DESCRIPTION OF THE TASK >> Decide whether each statement below agrees with the PipestatManager excerpt. For each, answer yes or no and quote the deciding words from the excerpt. 1. The PipestatManager object in the excerpt uses a file as its back-end. 2. A PipestatManager instance cannot report results for any record other than the one it was initialized with. 3. Reporting an output_file result requires only a path attribute.

** start SOURCE EXTRACT **

After importing the package, we need to create an PipestatManager object. The object constructor requires a few pieces of information. We'll use a file as the back-end, by passing a file path string to the constructor. Let's create a temporary file first:

from tempfile import mkstemp

_, temp_file = mkstemp(suffix=".yaml")
print(temp_file)
/var/folders/h8/8npwnh2s4rb8lr6hsy2ydrsh0000gp/T/tmpjupp4wcz.yaml

Now we can create a PipestatManager object that uses this file as the back-end:

psm = pipestat.PipestatManager(
    namespace="test",
    record_identifier="sample1",
    results_file_path=temp_file,
    schema_path="../tests/data/sample_output_schema.yaml",
)

You can also put these settings into a config file and just pass that to the config argument, instead of specifying each argument separately. The results will be reported to a "test" namespace.

psm.namespace
'test'

By default, PipestatManager instance is bound to the record it was initialized with. However, reporting or removing results for a different record can be enforced in the respective methods with record_identifier argument.

psm.record_identifier
'sample1'

Since we've used a newly created file, nothing has been reported yet:

psm.data
YacAttMap: {}

Reporting results

To report a result, use a report method. It requires two pieces of information:

  1. record identifier -- record to report the result for, for example a unique name of the sample (optional if provided at PipestatManager initialization stage)
  2. values -- a Python dict of resultID-value pairs to report. The top level keys must correspond to the results identifiers defined in the schema

Available results defined in schemas

To learn about the results that the current PipestatManager instance supports check out the schema property:

psm.schema
{'number_of_things': {'type': 'integer', 'description': 'Number of things'},
 'percentage_of_things': {'type': 'number',
  'description': 'Percentage of things'},
 'name_of_something': {'type': 'string', 'description': 'Name of something'},
 'swtich_value': {'type': 'boolean', 'description': 'Is the switch on of off'},
 'collection_of_things': {'type': 'array',
  'description': 'This store collection of values'},
 'output_object': {'type': 'object', 'description': 'Object output'},
 'output_file': {'type': 'file',
  'description': 'This a path to the output file'},
 'output_image': {'type': 'image',
  'description': 'This a path to the output image'},
 'md5sum': {'type': 'string',
  'description': 'MD5SUM of an object',
  'highlight': True}}

To learn about the actual required attributes of the reported results, like file or image (see: output_file and output_image results) select the result_identifier from the result_schemas property:

psm.result_schemas["output_file"]
{'type': 'object',
 'description': 'This a path to the output file',
 'properties': {'path': {'type': 'string'}, 'title': {'type': 'string'}},
 'required': ['path', 'title']}

Results composition enforcement

As you can see, to report a output_file result, you need to provide an object with path and title string attributes. If you fail to do so PipestatManager will issue an informative validation error:

try:
    psm.report(values={"output_file": {"path": "/home/user/path.csv"}})

** end SOURCE EXTRACT **
** start INFORMATION SUPPLIED **

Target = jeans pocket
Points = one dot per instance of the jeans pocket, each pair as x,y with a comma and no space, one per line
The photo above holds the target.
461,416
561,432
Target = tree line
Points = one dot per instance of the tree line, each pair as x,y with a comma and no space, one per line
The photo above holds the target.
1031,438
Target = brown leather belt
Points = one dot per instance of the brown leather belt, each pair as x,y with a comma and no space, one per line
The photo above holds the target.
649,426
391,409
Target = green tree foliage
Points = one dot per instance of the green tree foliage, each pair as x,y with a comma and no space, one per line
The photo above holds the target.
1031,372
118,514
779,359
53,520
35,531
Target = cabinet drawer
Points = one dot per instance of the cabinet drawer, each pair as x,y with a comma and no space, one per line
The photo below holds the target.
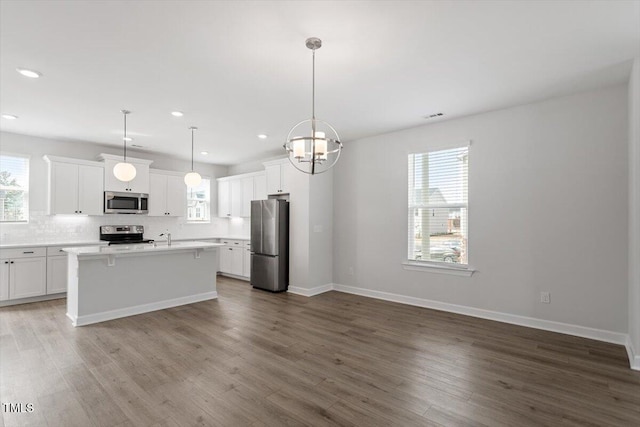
56,250
231,242
23,252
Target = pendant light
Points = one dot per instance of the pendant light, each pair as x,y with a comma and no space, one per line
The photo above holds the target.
319,147
193,178
124,171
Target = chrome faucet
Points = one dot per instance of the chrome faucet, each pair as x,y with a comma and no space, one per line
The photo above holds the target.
168,237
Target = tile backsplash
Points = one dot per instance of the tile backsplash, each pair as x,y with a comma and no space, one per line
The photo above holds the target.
72,228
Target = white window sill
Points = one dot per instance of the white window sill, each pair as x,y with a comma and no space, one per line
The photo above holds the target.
438,268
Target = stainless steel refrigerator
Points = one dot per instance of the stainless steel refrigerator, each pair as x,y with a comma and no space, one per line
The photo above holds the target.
270,244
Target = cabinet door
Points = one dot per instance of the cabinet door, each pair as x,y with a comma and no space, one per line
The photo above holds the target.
90,190
237,258
176,196
225,259
64,188
27,277
157,194
56,274
247,196
286,172
4,280
273,179
246,263
260,187
224,199
140,184
236,197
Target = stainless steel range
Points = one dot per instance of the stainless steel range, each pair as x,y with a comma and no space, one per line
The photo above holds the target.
123,234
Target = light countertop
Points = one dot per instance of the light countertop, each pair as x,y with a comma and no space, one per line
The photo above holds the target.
52,243
48,243
138,248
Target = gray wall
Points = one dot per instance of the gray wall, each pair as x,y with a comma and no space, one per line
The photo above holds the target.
634,211
548,211
42,227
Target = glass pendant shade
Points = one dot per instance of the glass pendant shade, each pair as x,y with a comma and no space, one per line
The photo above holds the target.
192,179
124,172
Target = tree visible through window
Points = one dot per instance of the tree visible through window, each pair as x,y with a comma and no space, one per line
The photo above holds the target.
14,188
198,202
438,206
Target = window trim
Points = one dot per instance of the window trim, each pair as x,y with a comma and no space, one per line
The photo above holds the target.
28,191
439,266
195,222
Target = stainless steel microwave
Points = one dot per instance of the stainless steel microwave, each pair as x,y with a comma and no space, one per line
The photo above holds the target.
127,203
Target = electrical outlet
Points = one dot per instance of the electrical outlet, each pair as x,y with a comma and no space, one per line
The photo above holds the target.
545,297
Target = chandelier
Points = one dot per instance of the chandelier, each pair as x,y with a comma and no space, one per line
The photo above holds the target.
313,145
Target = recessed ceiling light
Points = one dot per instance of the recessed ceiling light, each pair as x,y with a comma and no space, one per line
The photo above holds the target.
29,73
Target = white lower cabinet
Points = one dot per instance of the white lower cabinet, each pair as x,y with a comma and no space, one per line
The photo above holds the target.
24,273
246,268
56,274
234,258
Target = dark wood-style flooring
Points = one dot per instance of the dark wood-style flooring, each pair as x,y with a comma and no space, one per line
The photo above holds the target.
255,358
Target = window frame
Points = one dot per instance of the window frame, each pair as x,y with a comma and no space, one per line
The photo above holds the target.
440,267
27,192
208,204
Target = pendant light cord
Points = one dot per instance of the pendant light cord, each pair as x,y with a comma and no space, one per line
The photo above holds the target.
125,137
313,112
192,149
313,87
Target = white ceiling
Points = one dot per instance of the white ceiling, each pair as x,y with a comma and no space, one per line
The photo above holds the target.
238,69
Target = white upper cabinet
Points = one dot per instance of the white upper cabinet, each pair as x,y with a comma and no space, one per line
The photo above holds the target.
139,184
236,197
75,186
278,174
224,198
235,194
167,194
260,187
247,196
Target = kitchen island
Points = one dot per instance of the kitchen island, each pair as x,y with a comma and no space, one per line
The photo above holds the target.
109,282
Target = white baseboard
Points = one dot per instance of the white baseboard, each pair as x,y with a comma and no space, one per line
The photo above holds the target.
312,291
233,276
139,309
531,322
33,299
634,356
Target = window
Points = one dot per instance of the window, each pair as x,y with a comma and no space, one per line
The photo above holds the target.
14,188
199,202
438,206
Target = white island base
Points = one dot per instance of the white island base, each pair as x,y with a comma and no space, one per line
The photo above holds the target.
106,283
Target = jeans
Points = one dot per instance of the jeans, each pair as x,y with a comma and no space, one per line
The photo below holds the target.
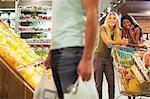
64,68
102,65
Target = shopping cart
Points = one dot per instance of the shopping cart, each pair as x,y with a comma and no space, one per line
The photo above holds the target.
133,74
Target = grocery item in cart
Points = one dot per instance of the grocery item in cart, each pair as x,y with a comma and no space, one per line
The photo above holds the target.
138,74
146,59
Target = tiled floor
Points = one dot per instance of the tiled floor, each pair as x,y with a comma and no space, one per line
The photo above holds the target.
117,94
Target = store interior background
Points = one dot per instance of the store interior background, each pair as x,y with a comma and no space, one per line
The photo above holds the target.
139,9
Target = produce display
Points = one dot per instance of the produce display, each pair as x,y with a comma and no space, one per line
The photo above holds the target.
132,67
17,53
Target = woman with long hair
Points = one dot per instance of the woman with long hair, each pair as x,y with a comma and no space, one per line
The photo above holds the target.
131,29
109,35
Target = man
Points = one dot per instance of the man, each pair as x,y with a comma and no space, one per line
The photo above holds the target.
73,39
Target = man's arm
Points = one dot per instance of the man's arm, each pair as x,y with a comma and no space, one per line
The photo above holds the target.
47,62
85,65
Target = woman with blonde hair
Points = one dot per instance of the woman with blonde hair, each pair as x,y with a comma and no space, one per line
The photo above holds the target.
109,35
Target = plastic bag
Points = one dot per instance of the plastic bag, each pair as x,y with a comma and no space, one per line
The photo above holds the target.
46,89
84,90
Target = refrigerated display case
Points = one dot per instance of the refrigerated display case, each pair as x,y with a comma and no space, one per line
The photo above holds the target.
21,69
8,16
34,22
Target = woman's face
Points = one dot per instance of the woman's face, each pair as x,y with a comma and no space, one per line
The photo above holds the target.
126,24
112,20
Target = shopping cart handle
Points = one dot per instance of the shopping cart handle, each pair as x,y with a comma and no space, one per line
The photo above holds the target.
136,45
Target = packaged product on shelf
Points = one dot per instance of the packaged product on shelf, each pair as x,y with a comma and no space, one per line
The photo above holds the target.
13,49
138,74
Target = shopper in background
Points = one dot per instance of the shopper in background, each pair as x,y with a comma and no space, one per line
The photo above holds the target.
73,38
109,35
130,29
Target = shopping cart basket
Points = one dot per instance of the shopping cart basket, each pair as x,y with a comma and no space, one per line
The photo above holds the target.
132,73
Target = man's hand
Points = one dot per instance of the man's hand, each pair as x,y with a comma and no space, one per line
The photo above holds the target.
47,62
85,69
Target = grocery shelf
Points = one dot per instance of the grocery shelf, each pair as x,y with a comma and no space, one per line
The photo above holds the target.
12,83
29,20
33,31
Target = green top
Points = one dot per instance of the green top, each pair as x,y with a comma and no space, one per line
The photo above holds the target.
102,49
69,18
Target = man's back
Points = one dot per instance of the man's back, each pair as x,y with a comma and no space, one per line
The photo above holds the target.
68,23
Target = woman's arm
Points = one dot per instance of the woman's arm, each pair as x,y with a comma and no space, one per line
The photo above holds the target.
135,38
106,40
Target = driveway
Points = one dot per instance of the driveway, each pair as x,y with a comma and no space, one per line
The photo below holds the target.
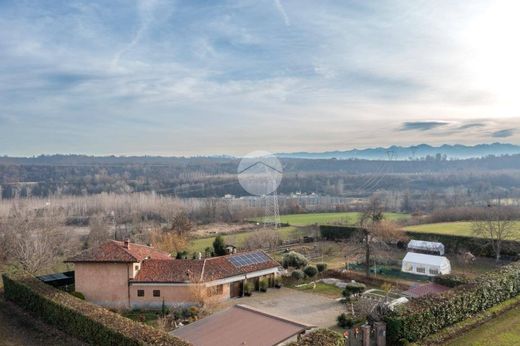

** end INFORMATION SUPPLIED **

ANSWER FOR THIS EXERCISE >>
1. Yes: "We'll use a file as the back-end, by passing a file path string to the constructor."
2. No: "However, reporting or removing results for a different record can be enforced in the respective methods with record_identifier argument."
3. No: "to report a output_file result, you need to provide an object with path and title string attributes."